- **Source document**:
BEGIN
The Second Big Bang, November 23, 2009- Whereas most doomsday predictions centre on an apparent plan by God, some believe that the end of the world could be man-made. When the Large Hadron Collider in Switzerland was completed in 2008, some groups feared the “doomsday machine” could trigger an all-consuming black hole. Once fully switched on – heralding the largest ever recreation of the Big Bang particle collisions that created life – a black hole might emerge and swallow our planet up. Doom mongers, one of which even sued the organization behind the LHC, CERN, suggested that the Earth –and everything on it – would vanish from space in a twentieth of a second. Eight seconds later, the moon would disappear - and eight short minutes after that, the Sun would be ripped apart, followed by the rest of the solar system.
But when, on November 23, 2009, particle collisions commenced in all four detectors, it produced much glee for physicists – but no life-destroying black hole.
Y2K, January 1, 2000- The Year 2000 was supposed to mark the moment that Britain’s 19th century anti-technology Luddites would be vindicated and our reliance on machines would come back to haunt us.
END
- **Study questions**:
A – Please duplicate part of the doomsday predictions passage word for word, starting at "The Second Big" and stopping after "the solar system.".
B – According to the doomsday predictions passage, on what date did particle collisions begin in all four detectors?
You won't need the data that follows the doomsday predictions passage.

- **Data shown**:
BEGIN
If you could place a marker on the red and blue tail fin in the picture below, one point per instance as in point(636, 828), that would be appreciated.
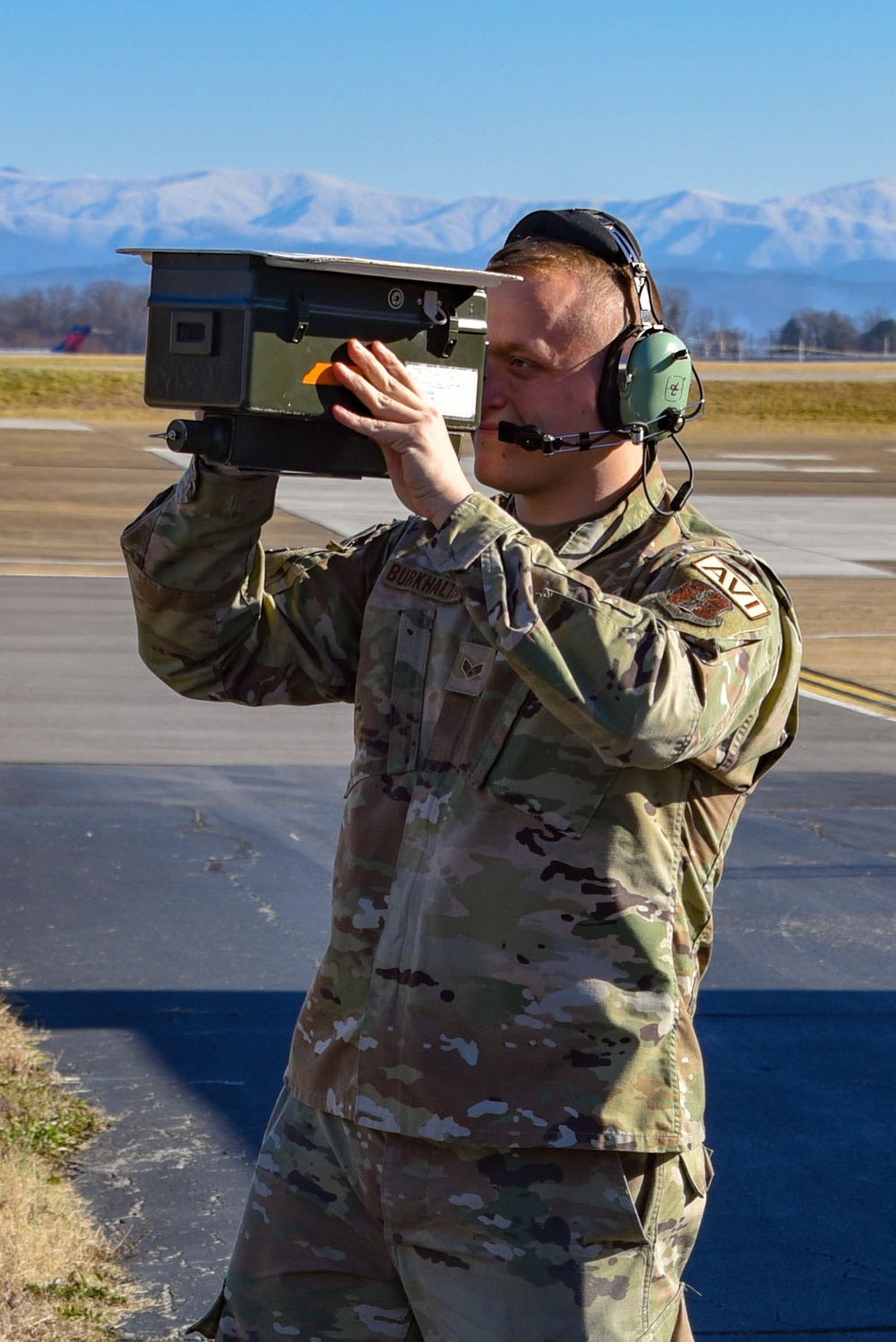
point(72, 341)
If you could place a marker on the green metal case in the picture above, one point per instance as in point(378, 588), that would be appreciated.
END
- **Answers given**:
A –
The Second Big Bang, November 23, 2009- Whereas most doomsday predictions centre on an apparent plan by God, some believe that the end of the world could be man-made. When the Large Hadron Collider in Switzerland was completed in 2008, some groups feared the “doomsday machine” could trigger an all-consuming black hole. Once fully switched on – heralding the largest ever recreation of the Big Bang particle collisions that created life – a black hole might emerge and swallow our planet up. Doom mongers, one of which even sued the organization behind the LHC, CERN, suggested that the Earth –and everything on it – would vanish from space in a twentieth of a second. Eight seconds later, the moon would disappear - and eight short minutes after that, the Sun would be ripped apart, followed by the rest of the solar system.

B – November 23, 2009